Goal of the exercise ::
Reproduce all of the data below word for word, but omit the pictures.
━━━ Supplied data ━━━
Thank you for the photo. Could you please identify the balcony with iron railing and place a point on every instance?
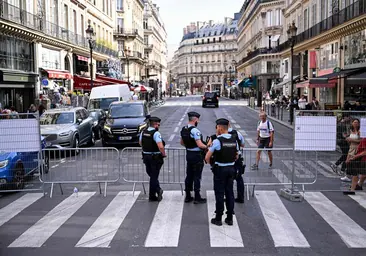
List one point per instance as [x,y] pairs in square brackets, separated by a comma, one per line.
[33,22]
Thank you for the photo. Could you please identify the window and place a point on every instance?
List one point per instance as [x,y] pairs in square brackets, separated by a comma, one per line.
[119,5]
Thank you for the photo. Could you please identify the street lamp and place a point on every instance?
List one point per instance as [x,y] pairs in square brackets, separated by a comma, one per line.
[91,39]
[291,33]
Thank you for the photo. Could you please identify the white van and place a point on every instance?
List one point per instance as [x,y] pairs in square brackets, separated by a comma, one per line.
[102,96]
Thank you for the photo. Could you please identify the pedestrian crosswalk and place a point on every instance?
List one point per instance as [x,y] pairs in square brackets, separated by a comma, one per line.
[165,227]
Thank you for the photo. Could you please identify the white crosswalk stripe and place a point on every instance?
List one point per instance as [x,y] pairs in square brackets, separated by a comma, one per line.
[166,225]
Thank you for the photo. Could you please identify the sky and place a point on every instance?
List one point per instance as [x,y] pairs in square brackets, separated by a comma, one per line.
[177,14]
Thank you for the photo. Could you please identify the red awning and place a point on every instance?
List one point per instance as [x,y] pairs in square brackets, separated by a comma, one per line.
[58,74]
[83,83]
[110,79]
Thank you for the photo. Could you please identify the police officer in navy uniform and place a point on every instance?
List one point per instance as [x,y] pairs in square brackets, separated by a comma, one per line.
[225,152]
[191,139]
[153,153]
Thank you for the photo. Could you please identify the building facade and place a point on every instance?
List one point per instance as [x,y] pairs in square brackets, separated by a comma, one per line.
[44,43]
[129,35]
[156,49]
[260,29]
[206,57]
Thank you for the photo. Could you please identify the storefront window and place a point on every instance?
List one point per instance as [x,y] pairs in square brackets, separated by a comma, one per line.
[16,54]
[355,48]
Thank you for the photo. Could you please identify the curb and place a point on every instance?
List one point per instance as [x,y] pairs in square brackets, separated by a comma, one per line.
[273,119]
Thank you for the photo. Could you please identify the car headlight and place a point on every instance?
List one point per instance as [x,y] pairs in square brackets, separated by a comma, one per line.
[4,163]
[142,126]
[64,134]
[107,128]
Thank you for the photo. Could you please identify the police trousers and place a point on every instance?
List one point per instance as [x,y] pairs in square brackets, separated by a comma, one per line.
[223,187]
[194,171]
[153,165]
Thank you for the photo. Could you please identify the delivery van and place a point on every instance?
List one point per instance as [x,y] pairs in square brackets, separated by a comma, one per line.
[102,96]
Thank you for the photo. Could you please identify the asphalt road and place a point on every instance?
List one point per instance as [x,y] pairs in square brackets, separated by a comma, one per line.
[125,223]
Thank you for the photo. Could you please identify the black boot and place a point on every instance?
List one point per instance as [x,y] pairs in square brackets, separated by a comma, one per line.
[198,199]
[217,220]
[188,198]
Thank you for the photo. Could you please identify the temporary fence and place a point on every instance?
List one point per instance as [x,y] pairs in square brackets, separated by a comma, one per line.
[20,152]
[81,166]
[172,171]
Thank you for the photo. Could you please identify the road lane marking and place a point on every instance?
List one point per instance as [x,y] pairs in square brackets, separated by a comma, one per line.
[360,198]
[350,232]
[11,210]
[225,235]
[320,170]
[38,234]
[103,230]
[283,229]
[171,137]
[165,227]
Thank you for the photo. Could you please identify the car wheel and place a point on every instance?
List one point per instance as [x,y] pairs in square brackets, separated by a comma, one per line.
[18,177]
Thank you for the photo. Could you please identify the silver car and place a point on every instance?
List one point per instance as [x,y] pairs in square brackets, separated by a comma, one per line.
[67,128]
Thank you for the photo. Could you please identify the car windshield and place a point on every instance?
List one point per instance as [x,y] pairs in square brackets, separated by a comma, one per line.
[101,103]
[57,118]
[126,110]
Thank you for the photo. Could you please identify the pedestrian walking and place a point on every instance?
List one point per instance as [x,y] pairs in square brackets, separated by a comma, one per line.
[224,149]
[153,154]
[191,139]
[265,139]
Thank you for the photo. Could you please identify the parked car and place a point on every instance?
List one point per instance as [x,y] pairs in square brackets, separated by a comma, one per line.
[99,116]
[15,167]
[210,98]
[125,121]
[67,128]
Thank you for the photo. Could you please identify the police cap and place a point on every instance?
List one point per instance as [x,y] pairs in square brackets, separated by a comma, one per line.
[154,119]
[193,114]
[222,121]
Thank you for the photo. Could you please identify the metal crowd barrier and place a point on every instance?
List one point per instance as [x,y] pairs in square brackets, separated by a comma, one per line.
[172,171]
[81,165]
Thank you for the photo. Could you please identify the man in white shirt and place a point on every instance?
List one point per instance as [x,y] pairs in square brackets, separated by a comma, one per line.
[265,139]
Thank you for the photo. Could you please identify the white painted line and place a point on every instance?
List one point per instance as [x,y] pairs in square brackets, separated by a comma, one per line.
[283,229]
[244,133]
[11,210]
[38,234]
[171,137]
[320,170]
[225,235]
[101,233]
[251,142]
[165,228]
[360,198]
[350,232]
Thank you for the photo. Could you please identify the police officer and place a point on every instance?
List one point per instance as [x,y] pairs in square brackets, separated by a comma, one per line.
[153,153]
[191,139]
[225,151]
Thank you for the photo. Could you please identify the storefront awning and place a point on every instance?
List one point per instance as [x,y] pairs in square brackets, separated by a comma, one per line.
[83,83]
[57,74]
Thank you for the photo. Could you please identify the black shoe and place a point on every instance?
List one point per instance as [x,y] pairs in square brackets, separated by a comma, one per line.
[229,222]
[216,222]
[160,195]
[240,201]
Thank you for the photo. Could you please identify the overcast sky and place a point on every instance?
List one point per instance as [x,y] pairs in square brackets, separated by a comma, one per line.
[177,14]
━━━
The result ::
Thank you for the photo. Could you please identify the balcony with iron railing and place a point on every instance?
List one point per instance as [x,y] pairs in square brackets, separated by a comma, one per line.
[33,22]
Thank you for the photo. Could you please identify the window and place a point on every instance?
List one point per instance as [x,y] pairs in square brackets, separated by a comma, one per line.
[119,5]
Thank you for the photo. Could you please identify the street lamp and place a point on every instance?
List one point per instance as [x,y] pairs in square brackets, separated by a comma, one per line.
[91,39]
[291,33]
Thank you for the photo. Could you please identify the white van and place a point on every instance?
List one point per instance as [x,y] pairs in square brackets, separated by a comma, one per line.
[102,96]
Thank you for the photo. Could you please identify the pedestrian crosswalk and place a point on every instance?
List one point per instance as [x,y] pairs in square brackets, separated by a comma, one per line.
[165,227]
Thank you for the photo. Could you please identify the white crosswalk stripe and place a point on every instance?
List one point per instance as [x,y] pairs in square brackets, separated by a comma, one per line.
[166,225]
Thank you for the photo. Could you please identify the sky and place a point on every instance?
List one point per instance as [x,y] pairs in square brackets, separated by a comma, one per line.
[177,14]
Thank you for the photo. Could you please identify the red awning and place a point on every instance?
List one point per instance as [x,y] pairs in square brackets, separated by a comma, one per line.
[58,74]
[83,83]
[110,79]
Thank you for the photo. Could you please identify the police officer in navy uniform and place a point on every instance?
List one point per instance as [x,y] pairs in square brackets, separated by a comma, one per line.
[225,152]
[191,139]
[153,153]
Thank you for the photo. Could you please identify the building facade and place a point on every instance?
List one point per instance as [x,y] pairs in square brackets, separated by a comma, one per line.
[44,43]
[129,35]
[156,49]
[260,29]
[206,57]
Thank you for the photo. Could you please identify the storefront window and place a point on every instance?
List one point per instance as [x,y] pairs in square brackets, separated by a comma, one per line.
[16,54]
[355,48]
Thank you for the photo. Could you please identify the curb and place a point on every instance?
List one point per instance as [x,y] pairs in square brackets, separated by a comma, one per line.
[273,119]
Thank you for the photo. Could you please identify the car headlight and place a point on every instance?
List one point per instance as [x,y] pairs in square brackets, separated by a comma, one per line.
[4,163]
[142,126]
[64,134]
[107,128]
Thank you for the photo. Could you please identify the police trousers and place a point on every instance?
List one point per instance as [x,y] pairs in square brackets, separated by a comma, one per line.
[223,187]
[194,171]
[153,165]
Thank you for the photo. Could you please identify the delivery van and place a point on every instance?
List one point per instance as [x,y] pairs in square brackets, separated by a comma, one per line.
[102,96]
Thank you for the photo. Could you please identify the asphalt road and place a point on every instance?
List one point per instance as [x,y] pairs in square brackets, separated by a comma, one per line.
[125,223]
Thank you for the photo. Could you please identify the black boot and place a point on every instance?
List one point per instance as [x,y] pairs in square brackets, separated by a comma, one per line.
[198,199]
[217,220]
[188,198]
Thank you for the photo. Could you please identify the temporary fence and place a point on every instance?
List one point per instance as [x,y] pairs in square brackets, separated by a comma, one per line.
[20,152]
[81,166]
[172,171]
Thank you for the photo. Could you please identify the road lane marking and place a point on every instance?
List one point per instance as [x,y] pairs in square brackets, separated by a comma, one per line.
[360,198]
[350,232]
[11,210]
[225,235]
[320,170]
[38,234]
[103,230]
[283,229]
[171,137]
[165,227]
Thank you for the photo. Could you please identify the car wheel and place a point on every instance?
List one point per instance as [x,y] pairs in square brackets, separated by a comma, one per line.
[18,177]
Thank you for the photo. Could you please identify the silver car and place a point on every instance?
List one point per instance as [x,y] pairs in square brackets, separated by a comma, one per line.
[67,128]
Thank you for the photo. Could you please identify the car windshield and place a point on every instance?
List one point per instance as [x,y] pairs in square brackets, separated by a comma, one per line.
[101,103]
[57,118]
[126,110]
Thank you for the photo. Could you please identify the pedestrian walking and place a point on every instance?
List one point per instance as [x,y] pairs in square brackets, separated by a comma, one per line.
[224,149]
[153,154]
[191,139]
[265,139]
Thank you for the photo. Could you please identify the parked car and place a point on every instance?
List one point per instance as [x,y] pairs in square brackets, separated by a comma, one per line.
[99,116]
[15,167]
[210,98]
[125,121]
[67,128]
Thank you for the photo. Could you please identify the police cap and place a point on every instance?
List one point per instance as [x,y] pairs in square brackets, separated by a comma, one per line.
[154,119]
[193,114]
[222,121]
Thank you for the photo. Could you please identify the metal crowd barrier and place a point on every instance?
List one point per instance as [x,y] pairs in square brackets, separated by a comma, one per line.
[172,171]
[81,165]
Thank you for the photo. Could you please identify the man in white shirt and place a point on every instance?
List one point per instance as [x,y] pairs in square brackets, separated by a comma, one per line.
[265,139]
Thank you for the photo. Could you please identify the white painted line and place a point on every instance?
List one point per instance as [x,y] pairs in square brackets, separated by a comma, one per line.
[283,229]
[244,133]
[11,210]
[38,234]
[171,137]
[320,170]
[225,235]
[101,233]
[251,142]
[165,228]
[360,198]
[350,232]
Thank you for the photo. Could you please identify the police officer and place a point on every instance?
List one point per instance as [x,y] pairs in square brackets, separated by a comma, one per line.
[153,153]
[191,139]
[225,151]
Thank you for the photo. Could you please identify the storefront awning and place a point on every instance?
List one point per instance as [x,y] pairs in square brackets, separated by a comma, one per line.
[83,83]
[57,74]
Thank you for the photo. Could you please identify the black shoe and place a point on every instance?
List one point per instance as [x,y] pairs in square brackets, separated by a comma, one per line.
[229,222]
[216,222]
[160,195]
[240,201]
Thank you for the photo. Could you please identify the overcast sky and place a point on every instance?
List one point per instance as [x,y] pairs in square brackets, separated by a comma, one per line.
[177,14]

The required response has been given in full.